TASK REQUIREMENTS. Copy out all of the material below word for word, leaving the pictures out.

RAW DATA.
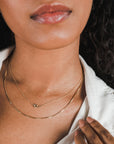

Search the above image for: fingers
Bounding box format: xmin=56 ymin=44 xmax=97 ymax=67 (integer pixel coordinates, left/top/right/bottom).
xmin=74 ymin=130 xmax=86 ymax=144
xmin=87 ymin=117 xmax=114 ymax=144
xmin=79 ymin=120 xmax=103 ymax=144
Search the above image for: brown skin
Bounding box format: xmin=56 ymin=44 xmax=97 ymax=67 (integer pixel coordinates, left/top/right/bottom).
xmin=0 ymin=0 xmax=112 ymax=144
xmin=74 ymin=117 xmax=114 ymax=144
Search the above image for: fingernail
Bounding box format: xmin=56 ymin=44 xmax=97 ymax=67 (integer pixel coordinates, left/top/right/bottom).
xmin=86 ymin=117 xmax=94 ymax=123
xmin=79 ymin=119 xmax=85 ymax=128
xmin=75 ymin=129 xmax=80 ymax=136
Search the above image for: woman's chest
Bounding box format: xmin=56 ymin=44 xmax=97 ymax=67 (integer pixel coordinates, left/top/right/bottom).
xmin=0 ymin=103 xmax=77 ymax=144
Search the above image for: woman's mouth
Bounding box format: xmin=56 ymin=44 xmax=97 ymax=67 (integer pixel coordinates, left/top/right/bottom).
xmin=31 ymin=4 xmax=72 ymax=24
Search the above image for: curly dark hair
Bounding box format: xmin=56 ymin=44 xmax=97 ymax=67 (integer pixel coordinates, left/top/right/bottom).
xmin=0 ymin=0 xmax=114 ymax=88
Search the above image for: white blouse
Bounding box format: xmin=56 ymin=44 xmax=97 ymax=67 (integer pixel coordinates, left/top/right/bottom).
xmin=0 ymin=47 xmax=114 ymax=144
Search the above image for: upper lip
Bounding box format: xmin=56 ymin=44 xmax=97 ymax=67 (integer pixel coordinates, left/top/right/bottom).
xmin=31 ymin=3 xmax=72 ymax=18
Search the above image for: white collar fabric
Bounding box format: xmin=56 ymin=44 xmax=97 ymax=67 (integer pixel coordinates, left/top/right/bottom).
xmin=0 ymin=47 xmax=114 ymax=144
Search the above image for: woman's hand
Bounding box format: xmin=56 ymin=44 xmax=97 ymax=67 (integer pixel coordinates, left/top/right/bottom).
xmin=74 ymin=117 xmax=114 ymax=144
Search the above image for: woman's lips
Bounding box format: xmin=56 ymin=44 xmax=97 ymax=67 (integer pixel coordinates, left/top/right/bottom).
xmin=31 ymin=4 xmax=72 ymax=24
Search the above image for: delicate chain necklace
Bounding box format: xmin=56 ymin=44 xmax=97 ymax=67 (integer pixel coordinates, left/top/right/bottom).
xmin=7 ymin=60 xmax=82 ymax=108
xmin=2 ymin=71 xmax=81 ymax=119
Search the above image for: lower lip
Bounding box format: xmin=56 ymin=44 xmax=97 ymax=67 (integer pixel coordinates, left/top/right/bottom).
xmin=32 ymin=12 xmax=70 ymax=24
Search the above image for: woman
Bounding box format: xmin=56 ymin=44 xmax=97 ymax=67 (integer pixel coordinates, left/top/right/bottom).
xmin=0 ymin=0 xmax=114 ymax=144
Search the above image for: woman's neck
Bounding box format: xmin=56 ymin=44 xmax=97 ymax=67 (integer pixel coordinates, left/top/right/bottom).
xmin=6 ymin=37 xmax=82 ymax=95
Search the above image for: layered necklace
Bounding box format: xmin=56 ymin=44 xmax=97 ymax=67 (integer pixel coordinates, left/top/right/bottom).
xmin=3 ymin=56 xmax=83 ymax=119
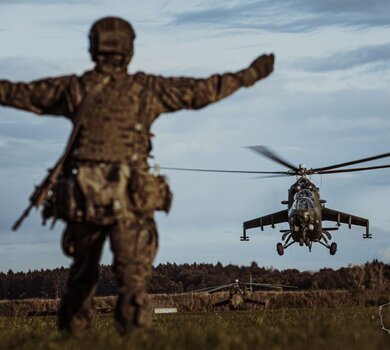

COMPLETED EXERCISE.
Search the above image for: fingers
Bounding box format: xmin=56 ymin=44 xmax=97 ymax=67 (integer pixel coordinates, left/top/right/bottom).
xmin=74 ymin=130 xmax=86 ymax=144
xmin=87 ymin=117 xmax=114 ymax=144
xmin=79 ymin=120 xmax=103 ymax=144
Search the above image for: brown skin
Bounding box format: xmin=56 ymin=44 xmax=97 ymax=67 (integer pixel coordinates, left/top/right/bottom).
xmin=0 ymin=0 xmax=112 ymax=144
xmin=74 ymin=117 xmax=114 ymax=144
Search the above image for: fingernail
Bounding box format: xmin=56 ymin=44 xmax=97 ymax=67 (integer pixel coordinates, left/top/right/bottom).
xmin=86 ymin=117 xmax=94 ymax=123
xmin=79 ymin=119 xmax=85 ymax=128
xmin=75 ymin=129 xmax=80 ymax=136
Search the above image for: woman's chest
Bounding box format: xmin=56 ymin=44 xmax=97 ymax=67 (integer pixel coordinates, left/top/right/bottom).
xmin=0 ymin=103 xmax=77 ymax=144
Search the above image for: woman's mouth
Bounding box format: xmin=56 ymin=44 xmax=97 ymax=67 (integer pixel coordinates, left/top/right/bottom).
xmin=31 ymin=4 xmax=72 ymax=24
Search the above image for: curly dark hair
Bounding box format: xmin=56 ymin=44 xmax=97 ymax=67 (integer pixel coordinates, left/top/right/bottom).
xmin=0 ymin=0 xmax=114 ymax=88
Search the above image for: white blouse
Bounding box format: xmin=56 ymin=44 xmax=97 ymax=67 (integer pixel coordinates, left/top/right/bottom).
xmin=0 ymin=47 xmax=114 ymax=144
Search the above image for: upper lip
Bounding box format: xmin=56 ymin=44 xmax=97 ymax=67 (integer pixel coordinates, left/top/right/bottom).
xmin=31 ymin=3 xmax=72 ymax=18
Search the above image for: white collar fabric
Bounding box format: xmin=56 ymin=44 xmax=97 ymax=67 (integer pixel coordinates, left/top/right/bottom).
xmin=0 ymin=47 xmax=114 ymax=144
Search the above image for: woman's hand
Bounding box format: xmin=56 ymin=44 xmax=97 ymax=67 (integer pixel coordinates, left/top/right/bottom).
xmin=74 ymin=117 xmax=114 ymax=144
Search the above image for: woman's lips
Bounding box format: xmin=56 ymin=44 xmax=97 ymax=67 (integer pixel coordinates, left/top/right/bottom).
xmin=31 ymin=4 xmax=72 ymax=24
Search the above image for: delicate chain necklace
Bounding box format: xmin=56 ymin=44 xmax=97 ymax=67 (integer pixel coordinates, left/top/right/bottom).
xmin=7 ymin=60 xmax=82 ymax=108
xmin=2 ymin=71 xmax=81 ymax=119
Search the above image for: lower lip
Bounding box format: xmin=56 ymin=44 xmax=97 ymax=67 (integer pixel coordinates, left/top/right/bottom).
xmin=32 ymin=12 xmax=70 ymax=24
Search the above image for: woman
Bounding box format: xmin=56 ymin=44 xmax=97 ymax=67 (integer pixel coordinates, left/top/right/bottom).
xmin=0 ymin=0 xmax=114 ymax=144
Search the above image for: woman's neck
Bounding box format: xmin=56 ymin=44 xmax=97 ymax=67 (integer pixel coordinates, left/top/right/bottom).
xmin=6 ymin=37 xmax=82 ymax=95
Search the above image for: layered necklace
Bounding box format: xmin=56 ymin=44 xmax=97 ymax=67 (integer pixel coordinates, left/top/right/bottom).
xmin=3 ymin=56 xmax=83 ymax=119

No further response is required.